### [RECORDED DATA]
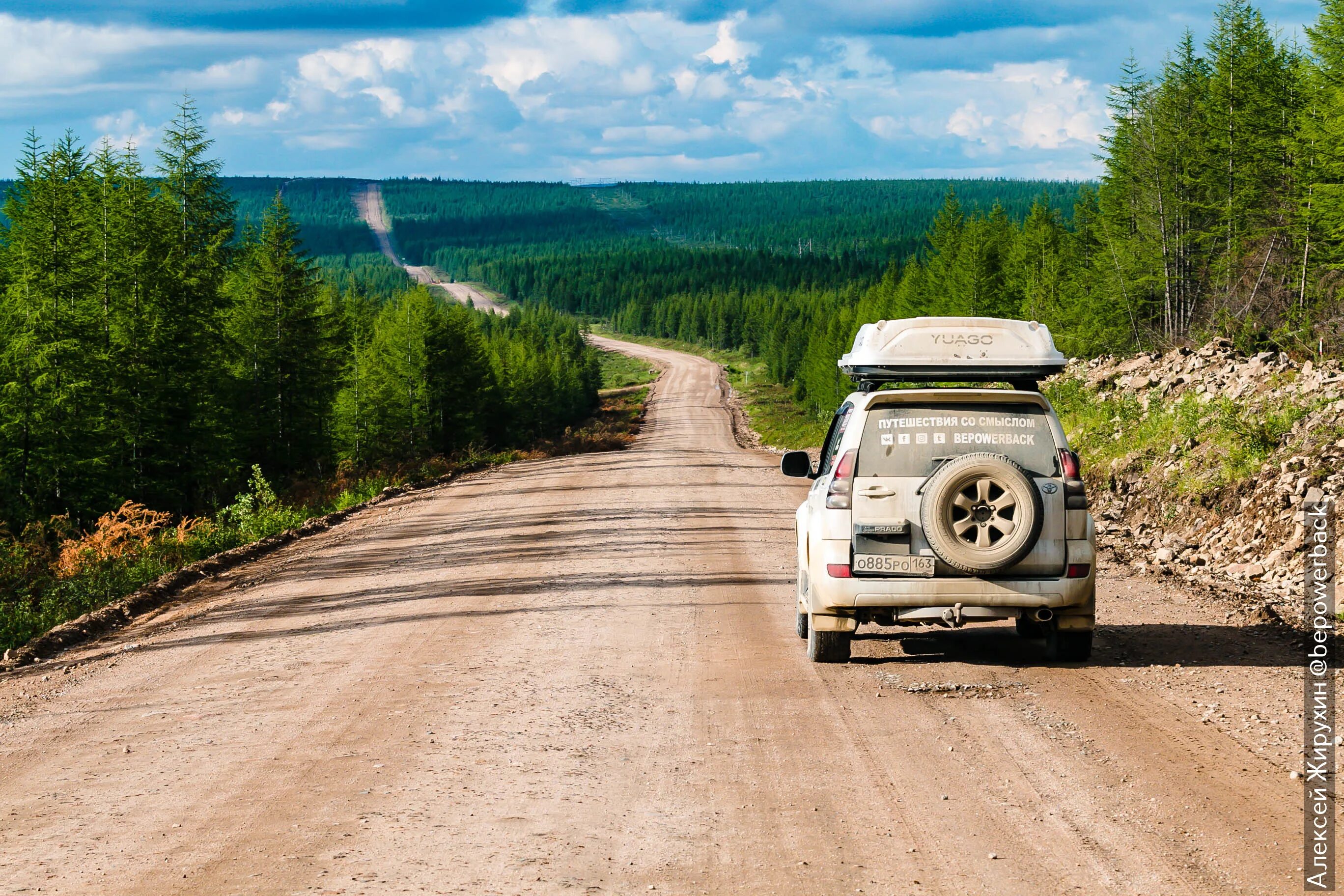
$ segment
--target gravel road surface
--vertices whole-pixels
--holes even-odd
[[[351,193],[351,197],[355,201],[355,208],[359,210],[359,216],[363,218],[364,223],[368,224],[368,228],[374,231],[374,240],[378,243],[378,251],[383,253],[383,255],[386,255],[394,265],[410,274],[411,279],[417,283],[423,283],[425,286],[438,286],[456,301],[464,305],[470,302],[474,308],[482,312],[508,314],[507,305],[500,305],[474,286],[442,281],[429,265],[406,263],[406,259],[396,251],[396,243],[392,242],[392,223],[387,216],[387,207],[383,204],[382,184],[368,183],[363,187],[358,187]]]
[[[718,369],[626,451],[372,508],[0,678],[0,892],[1301,892],[1274,629],[1103,570],[1007,626],[793,633],[793,508]],[[949,690],[948,685],[956,685]]]

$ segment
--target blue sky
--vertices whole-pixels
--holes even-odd
[[[28,128],[152,150],[185,90],[234,175],[1087,177],[1121,60],[1214,8],[0,0],[0,171]]]

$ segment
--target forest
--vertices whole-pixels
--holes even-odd
[[[355,251],[348,185],[231,191],[210,146],[190,101],[152,172],[134,150],[30,134],[0,234],[11,532],[51,516],[79,528],[126,500],[206,513],[254,465],[323,480],[527,445],[591,410],[598,361],[574,318],[492,320],[324,277],[285,197],[324,222],[327,250]]]
[[[1095,185],[1042,192],[1020,219],[953,185],[919,249],[870,286],[689,289],[632,298],[613,322],[762,356],[817,414],[849,391],[835,359],[884,317],[1034,318],[1074,356],[1214,334],[1337,356],[1344,0],[1322,3],[1306,46],[1223,3],[1203,46],[1187,32],[1157,71],[1126,62],[1109,103]]]

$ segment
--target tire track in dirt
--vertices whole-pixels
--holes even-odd
[[[383,204],[382,184],[378,181],[362,184],[351,191],[351,199],[355,203],[355,208],[359,210],[359,216],[364,219],[364,223],[374,232],[378,251],[410,274],[413,281],[425,286],[437,286],[462,305],[470,304],[492,314],[508,314],[508,306],[496,302],[481,290],[466,283],[445,282],[438,278],[434,269],[429,265],[410,265],[402,258],[401,253],[396,251],[396,243],[392,240],[392,220],[387,216],[387,207]]]
[[[1011,626],[812,665],[804,486],[714,364],[594,340],[664,365],[632,449],[394,498],[0,678],[0,892],[1297,892],[1300,786],[1200,715],[1290,703],[1290,645],[1107,570],[1085,668]]]

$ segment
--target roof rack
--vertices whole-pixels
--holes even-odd
[[[839,367],[866,392],[882,383],[1036,382],[1067,359],[1036,321],[997,317],[910,317],[864,324]]]

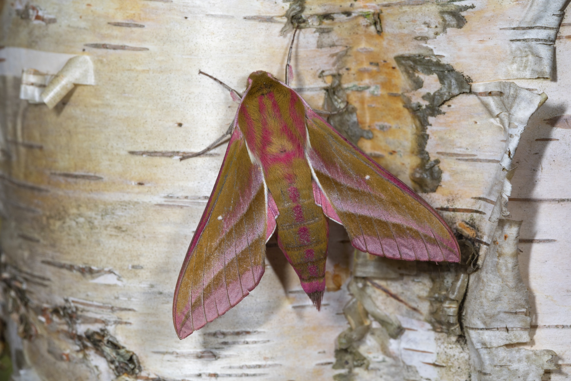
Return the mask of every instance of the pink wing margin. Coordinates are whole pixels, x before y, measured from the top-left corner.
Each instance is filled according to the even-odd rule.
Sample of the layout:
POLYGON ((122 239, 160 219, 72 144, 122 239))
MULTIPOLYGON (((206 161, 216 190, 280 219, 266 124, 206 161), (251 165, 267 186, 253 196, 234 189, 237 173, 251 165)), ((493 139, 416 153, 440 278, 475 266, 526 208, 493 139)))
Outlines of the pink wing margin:
POLYGON ((316 203, 340 221, 353 246, 395 259, 459 261, 458 243, 442 217, 305 106, 316 203))
POLYGON ((172 319, 179 338, 224 313, 258 285, 276 213, 262 170, 235 128, 176 283, 172 319))

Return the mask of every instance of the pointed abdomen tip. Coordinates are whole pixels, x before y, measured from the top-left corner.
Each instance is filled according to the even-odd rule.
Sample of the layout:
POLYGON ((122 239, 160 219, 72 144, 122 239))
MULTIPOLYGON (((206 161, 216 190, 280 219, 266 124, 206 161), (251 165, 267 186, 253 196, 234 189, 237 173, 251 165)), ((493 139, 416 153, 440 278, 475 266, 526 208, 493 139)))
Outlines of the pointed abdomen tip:
POLYGON ((317 311, 321 310, 321 302, 323 299, 323 291, 316 291, 315 292, 310 292, 307 294, 307 296, 309 297, 311 300, 311 303, 313 304, 315 308, 317 309, 317 311))

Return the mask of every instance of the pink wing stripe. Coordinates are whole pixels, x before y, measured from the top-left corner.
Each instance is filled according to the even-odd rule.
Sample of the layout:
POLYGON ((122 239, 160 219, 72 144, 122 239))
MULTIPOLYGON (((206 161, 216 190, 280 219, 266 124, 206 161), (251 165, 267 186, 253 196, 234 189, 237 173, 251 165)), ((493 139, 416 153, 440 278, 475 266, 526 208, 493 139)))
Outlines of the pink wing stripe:
POLYGON ((323 213, 325 216, 331 219, 337 224, 340 225, 343 225, 343 223, 341 222, 341 219, 337 215, 337 212, 335 212, 335 209, 333 208, 331 205, 331 203, 329 202, 327 200, 327 197, 323 193, 323 191, 317 183, 315 181, 311 182, 311 185, 313 188, 313 199, 315 200, 315 204, 318 206, 321 207, 323 209, 323 213))
MULTIPOLYGON (((264 268, 262 266, 254 266, 252 268, 255 276, 258 279, 258 281, 259 281, 259 279, 262 277, 262 276, 264 275, 264 268)), ((224 315, 224 313, 228 312, 228 309, 240 303, 242 299, 248 296, 250 293, 248 291, 251 291, 254 289, 254 288, 256 285, 257 284, 254 285, 254 286, 251 288, 248 289, 248 291, 244 290, 244 295, 242 295, 242 292, 239 291, 239 290, 241 289, 241 285, 239 281, 235 281, 230 283, 228 285, 228 296, 230 299, 231 305, 230 307, 224 308, 223 312, 220 312, 220 315, 224 315)), ((242 284, 242 285, 243 285, 243 284, 242 284)), ((206 298, 206 300, 204 300, 204 306, 210 306, 210 308, 207 308, 207 311, 212 311, 211 308, 213 308, 212 306, 216 304, 218 301, 214 301, 215 299, 216 301, 218 301, 223 297, 226 299, 227 305, 228 299, 226 297, 226 292, 223 289, 218 290, 216 294, 206 298), (222 293, 223 293, 223 295, 222 295, 222 293)), ((218 305, 218 308, 220 308, 220 305, 218 305)), ((188 310, 190 308, 190 305, 189 304, 187 306, 187 308, 185 308, 185 314, 188 312, 188 310)), ((214 309, 214 311, 216 311, 215 308, 214 309)), ((210 314, 210 316, 207 316, 208 319, 207 319, 207 318, 204 316, 204 312, 202 309, 199 311, 195 311, 192 313, 192 324, 190 323, 190 319, 188 319, 189 323, 184 324, 184 326, 183 326, 180 329, 179 334, 180 337, 186 338, 192 334, 194 331, 198 331, 206 326, 207 323, 212 322, 215 319, 218 318, 218 315, 215 315, 214 314, 210 314)))
POLYGON ((274 200, 274 197, 272 197, 272 194, 268 192, 268 228, 266 231, 266 241, 267 242, 270 237, 272 236, 274 234, 274 231, 276 229, 276 219, 278 218, 278 216, 280 214, 279 211, 278 210, 278 205, 276 205, 276 201, 274 200))

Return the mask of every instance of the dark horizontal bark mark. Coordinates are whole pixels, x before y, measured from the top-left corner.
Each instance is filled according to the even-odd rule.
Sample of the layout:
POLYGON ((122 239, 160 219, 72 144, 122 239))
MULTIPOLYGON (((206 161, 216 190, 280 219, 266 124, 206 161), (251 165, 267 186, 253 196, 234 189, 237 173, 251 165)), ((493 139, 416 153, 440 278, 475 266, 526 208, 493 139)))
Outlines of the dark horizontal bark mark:
POLYGON ((491 204, 492 205, 496 205, 496 201, 493 200, 490 200, 489 199, 486 199, 486 197, 471 197, 473 200, 478 200, 480 201, 482 201, 484 203, 488 203, 488 204, 491 204))
POLYGON ((30 242, 34 242, 34 243, 38 243, 40 241, 39 239, 25 234, 20 233, 18 235, 18 236, 23 240, 29 241, 30 242))
POLYGON ((502 97, 504 96, 504 93, 498 91, 480 92, 479 93, 472 93, 472 94, 475 94, 478 97, 502 97))
POLYGON ((437 154, 442 156, 452 156, 453 157, 466 157, 467 156, 477 156, 473 153, 456 153, 455 152, 436 152, 437 154))
MULTIPOLYGON (((44 86, 45 87, 45 86, 44 86)), ((35 143, 30 143, 27 141, 18 141, 17 140, 13 140, 12 139, 8 139, 7 141, 9 143, 12 143, 13 144, 17 144, 18 145, 21 146, 25 148, 30 148, 33 149, 43 149, 43 146, 41 144, 37 144, 35 143)))
POLYGON ((509 197, 509 201, 520 203, 569 203, 571 199, 518 199, 509 197))
POLYGON ((112 50, 148 50, 148 47, 129 46, 128 45, 116 45, 112 43, 86 43, 84 44, 84 46, 88 47, 94 47, 96 49, 111 49, 112 50))
POLYGON ((515 38, 509 40, 512 42, 543 42, 544 43, 554 43, 555 41, 547 38, 515 38))
MULTIPOLYGON (((196 152, 188 152, 186 151, 129 151, 130 154, 138 156, 150 156, 152 157, 174 157, 175 156, 187 156, 192 155, 196 152)), ((204 153, 200 156, 219 156, 219 153, 210 152, 204 153)))
POLYGON ((478 215, 485 215, 485 212, 482 212, 481 211, 478 211, 477 209, 469 209, 468 208, 444 208, 440 207, 436 208, 437 211, 442 211, 443 212, 455 212, 456 213, 475 213, 478 215))
POLYGON ((393 298, 393 299, 395 299, 397 301, 399 301, 399 302, 403 303, 403 304, 404 304, 405 305, 406 305, 407 307, 408 307, 409 308, 410 308, 412 311, 415 311, 415 312, 418 312, 419 313, 421 313, 421 314, 422 313, 422 312, 420 312, 420 309, 419 309, 418 308, 417 308, 416 307, 414 307, 411 305, 410 304, 409 304, 408 303, 407 303, 406 301, 405 301, 404 300, 403 300, 403 299, 401 299, 400 298, 400 297, 399 296, 399 295, 397 295, 396 294, 394 293, 391 290, 389 290, 388 288, 387 288, 387 287, 385 287, 384 286, 383 286, 383 285, 382 285, 381 284, 379 284, 379 283, 377 283, 376 282, 374 282, 372 280, 371 280, 371 279, 368 279, 367 280, 367 281, 368 282, 369 282, 371 284, 371 285, 372 285, 375 288, 376 288, 377 289, 381 290, 381 291, 383 291, 383 292, 384 292, 385 293, 386 293, 387 295, 388 295, 391 297, 393 298))
POLYGON ((95 174, 86 174, 84 173, 70 173, 69 172, 51 172, 50 173, 51 176, 58 176, 59 177, 66 177, 67 178, 78 178, 80 180, 89 180, 92 181, 97 181, 103 180, 103 178, 101 176, 98 176, 95 174))
POLYGON ((108 309, 112 311, 129 311, 132 312, 136 312, 136 310, 134 308, 128 308, 127 307, 118 307, 114 305, 111 305, 110 304, 100 304, 98 303, 91 303, 88 301, 82 301, 81 300, 78 300, 77 299, 73 299, 71 301, 74 304, 79 304, 80 305, 84 305, 85 307, 93 307, 95 308, 100 308, 101 309, 108 309))
POLYGON ((515 27, 512 27, 512 28, 500 28, 500 30, 557 30, 557 28, 554 27, 553 26, 541 26, 540 25, 538 25, 536 26, 516 26, 515 27))
POLYGON ((3 180, 6 181, 11 185, 14 185, 14 186, 17 186, 18 188, 21 188, 24 189, 27 189, 28 190, 33 190, 34 192, 42 192, 45 193, 49 193, 50 191, 47 189, 41 188, 40 186, 36 186, 35 185, 32 185, 25 182, 22 182, 21 181, 18 181, 17 180, 12 180, 10 177, 3 175, 0 174, 0 180, 3 180))
POLYGON ((493 162, 498 163, 500 160, 497 160, 496 159, 481 159, 481 158, 458 158, 456 159, 460 161, 469 161, 471 162, 493 162))

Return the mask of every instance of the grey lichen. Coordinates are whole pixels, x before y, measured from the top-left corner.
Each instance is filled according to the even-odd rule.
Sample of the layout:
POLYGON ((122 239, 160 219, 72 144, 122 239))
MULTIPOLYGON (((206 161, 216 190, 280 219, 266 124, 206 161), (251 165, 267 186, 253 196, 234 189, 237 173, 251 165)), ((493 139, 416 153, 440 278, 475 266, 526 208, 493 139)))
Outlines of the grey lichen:
POLYGON ((372 139, 373 133, 361 128, 357 120, 357 108, 347 102, 345 90, 341 84, 342 74, 331 76, 331 84, 325 90, 324 107, 332 113, 327 121, 346 139, 356 145, 361 137, 372 139))
POLYGON ((304 10, 305 10, 305 0, 295 0, 292 2, 289 5, 289 8, 286 12, 286 18, 287 20, 280 31, 282 35, 297 27, 303 27, 307 23, 307 20, 303 14, 304 10))
POLYGON ((428 134, 426 133, 427 127, 431 125, 428 118, 444 114, 440 106, 446 101, 459 94, 470 92, 469 78, 465 77, 461 73, 454 70, 448 64, 441 62, 434 56, 419 54, 398 55, 395 57, 397 65, 403 75, 410 82, 412 90, 419 90, 424 85, 424 81, 417 73, 426 76, 436 74, 440 82, 440 88, 433 94, 427 93, 422 98, 428 102, 423 105, 419 102, 412 102, 405 98, 405 107, 411 110, 416 117, 417 123, 417 154, 420 158, 420 163, 412 169, 410 177, 417 190, 428 193, 435 192, 440 184, 442 178, 442 170, 438 165, 439 159, 431 160, 426 150, 428 134))
POLYGON ((141 372, 139 358, 135 352, 121 345, 105 328, 101 328, 99 332, 87 330, 85 337, 105 358, 115 375, 120 376, 126 373, 134 375, 141 372))
POLYGON ((458 5, 452 3, 452 2, 448 2, 442 4, 441 6, 443 8, 439 13, 443 22, 443 30, 444 32, 448 28, 461 28, 466 25, 466 19, 461 14, 461 12, 464 12, 468 9, 473 9, 476 6, 472 4, 471 5, 458 5))

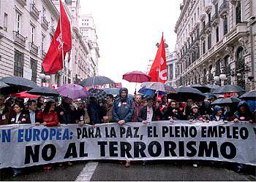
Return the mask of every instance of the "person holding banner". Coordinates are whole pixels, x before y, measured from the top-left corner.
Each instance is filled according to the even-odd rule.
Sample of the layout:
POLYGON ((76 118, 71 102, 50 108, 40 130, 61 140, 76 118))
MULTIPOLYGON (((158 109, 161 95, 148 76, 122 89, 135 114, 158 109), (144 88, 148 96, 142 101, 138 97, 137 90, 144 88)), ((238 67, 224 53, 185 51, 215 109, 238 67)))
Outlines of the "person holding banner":
MULTIPOLYGON (((113 119, 120 125, 123 125, 125 122, 132 122, 133 113, 133 100, 128 98, 128 90, 127 88, 121 88, 119 97, 116 100, 113 107, 113 119)), ((130 167, 130 161, 127 160, 125 167, 130 167)))

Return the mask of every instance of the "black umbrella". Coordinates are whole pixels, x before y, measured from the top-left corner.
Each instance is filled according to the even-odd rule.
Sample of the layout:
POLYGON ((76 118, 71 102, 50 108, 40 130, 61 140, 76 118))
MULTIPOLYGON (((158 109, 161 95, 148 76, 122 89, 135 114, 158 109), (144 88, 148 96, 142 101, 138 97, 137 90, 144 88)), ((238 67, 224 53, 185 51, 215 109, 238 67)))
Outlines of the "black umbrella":
POLYGON ((246 100, 256 100, 256 91, 252 90, 241 95, 239 98, 246 100))
POLYGON ((240 99, 236 98, 218 98, 212 102, 211 105, 219 105, 219 106, 228 106, 233 104, 238 104, 241 101, 240 99))
MULTIPOLYGON (((18 90, 18 92, 26 91, 33 88, 38 87, 37 84, 27 79, 19 76, 8 76, 0 79, 1 82, 10 85, 14 90, 18 90)), ((15 92, 13 91, 12 92, 15 92)))
POLYGON ((200 84, 192 84, 190 87, 201 91, 203 93, 210 92, 211 92, 211 88, 209 88, 209 87, 208 87, 206 86, 203 86, 203 85, 202 85, 200 84))
POLYGON ((40 87, 37 88, 32 89, 28 92, 28 93, 44 95, 44 96, 58 96, 59 93, 52 88, 40 87))
POLYGON ((206 96, 200 90, 191 87, 181 87, 175 89, 177 93, 169 93, 168 98, 173 99, 178 102, 187 102, 188 99, 194 101, 202 101, 206 96))
POLYGON ((219 88, 215 90, 214 94, 221 94, 221 93, 233 93, 233 92, 245 92, 244 89, 233 85, 233 84, 226 84, 219 88))
POLYGON ((95 86, 95 85, 102 85, 106 84, 114 84, 115 82, 106 77, 106 76, 97 76, 94 77, 89 77, 88 79, 86 79, 83 80, 81 82, 80 82, 79 84, 82 85, 83 87, 90 87, 90 86, 95 86))

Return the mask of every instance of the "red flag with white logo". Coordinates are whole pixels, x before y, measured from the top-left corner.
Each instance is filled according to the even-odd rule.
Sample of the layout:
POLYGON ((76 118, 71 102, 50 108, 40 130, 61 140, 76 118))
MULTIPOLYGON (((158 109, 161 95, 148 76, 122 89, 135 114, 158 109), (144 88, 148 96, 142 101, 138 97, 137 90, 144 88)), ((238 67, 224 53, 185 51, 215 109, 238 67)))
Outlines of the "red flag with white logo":
POLYGON ((70 23, 61 0, 59 1, 59 3, 60 17, 57 28, 42 63, 45 72, 48 74, 55 74, 58 71, 62 69, 62 56, 64 58, 66 53, 72 48, 70 23))
POLYGON ((167 81, 167 66, 163 35, 162 36, 161 43, 158 47, 156 58, 151 66, 148 75, 151 76, 151 82, 160 82, 162 83, 165 83, 167 81))

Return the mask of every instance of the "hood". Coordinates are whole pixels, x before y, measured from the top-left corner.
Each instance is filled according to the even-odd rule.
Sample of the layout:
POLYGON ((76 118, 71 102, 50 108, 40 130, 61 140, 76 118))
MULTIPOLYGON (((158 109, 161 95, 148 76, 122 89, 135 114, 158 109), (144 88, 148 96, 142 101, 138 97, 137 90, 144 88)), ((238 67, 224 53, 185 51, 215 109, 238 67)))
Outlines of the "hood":
POLYGON ((216 114, 219 111, 222 110, 222 107, 219 106, 215 106, 214 108, 214 115, 216 115, 216 114))
POLYGON ((249 113, 250 112, 250 109, 249 107, 248 106, 248 104, 246 103, 246 101, 243 100, 241 101, 238 105, 237 106, 237 110, 240 112, 240 108, 241 106, 244 106, 246 110, 246 113, 249 113))
POLYGON ((128 97, 128 90, 127 90, 127 88, 121 88, 120 90, 119 90, 119 96, 120 96, 120 98, 121 98, 121 100, 127 100, 127 97, 128 97), (125 91, 125 92, 127 92, 127 97, 126 97, 125 98, 122 98, 121 97, 121 92, 123 92, 123 91, 125 91))

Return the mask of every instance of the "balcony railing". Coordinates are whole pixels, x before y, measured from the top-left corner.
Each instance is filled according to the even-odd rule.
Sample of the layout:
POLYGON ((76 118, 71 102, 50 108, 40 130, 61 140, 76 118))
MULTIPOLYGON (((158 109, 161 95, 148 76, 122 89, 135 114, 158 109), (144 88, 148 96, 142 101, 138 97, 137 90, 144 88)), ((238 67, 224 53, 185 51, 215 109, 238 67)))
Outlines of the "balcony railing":
POLYGON ((229 1, 224 0, 222 4, 219 7, 219 16, 223 17, 228 13, 229 1))
POLYGON ((14 41, 15 43, 19 44, 20 45, 23 47, 26 47, 26 37, 22 36, 19 32, 18 31, 13 31, 14 33, 14 41))
POLYGON ((34 44, 33 42, 30 42, 30 52, 36 55, 38 55, 38 47, 34 44))
POLYGON ((45 29, 45 30, 48 30, 48 25, 49 25, 49 23, 46 20, 45 17, 42 17, 41 18, 41 25, 42 27, 45 29))
POLYGON ((34 4, 30 4, 30 15, 33 16, 37 20, 39 19, 39 11, 36 8, 34 4))
POLYGON ((25 7, 26 5, 26 0, 17 0, 17 1, 20 3, 23 7, 25 7))
POLYGON ((41 58, 45 59, 46 52, 44 50, 41 50, 41 58))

### [WHAT IS REQUIRED]
Starting with the line containing "Return the mask of every instance of the dark" and continuing through the line containing "POLYGON ((437 154, 442", reproduce that material with "horizontal" substituted by "diagonal" and everything else left unchanged.

### [RESULT]
Return the mask of every instance of the dark diagonal bark mark. Coordinates are whole pixels, x before y, measured from the top-left corner.
Each instance is filled according to the even-odd rule.
Sample of the layout:
POLYGON ((122 239, 160 219, 72 144, 122 239))
MULTIPOLYGON (((206 161, 216 190, 280 219, 266 124, 206 161), (251 165, 267 186, 253 196, 234 189, 237 173, 251 165)), ((493 139, 416 153, 440 278, 475 266, 526 208, 493 139)))
Outlines of the dark diagonal bark mark:
POLYGON ((491 204, 492 205, 496 205, 496 201, 493 200, 490 200, 489 199, 486 199, 486 197, 471 197, 473 200, 478 200, 480 201, 482 201, 484 203, 488 203, 488 204, 491 204))
POLYGON ((30 242, 34 242, 34 243, 38 243, 40 241, 39 239, 25 234, 20 233, 18 235, 18 236, 23 240, 29 241, 30 242))
POLYGON ((502 97, 504 96, 504 93, 498 91, 480 92, 479 93, 472 93, 472 94, 475 94, 478 97, 502 97))
POLYGON ((437 154, 442 156, 452 156, 453 157, 466 157, 467 156, 477 156, 473 153, 456 153, 455 152, 436 152, 437 154))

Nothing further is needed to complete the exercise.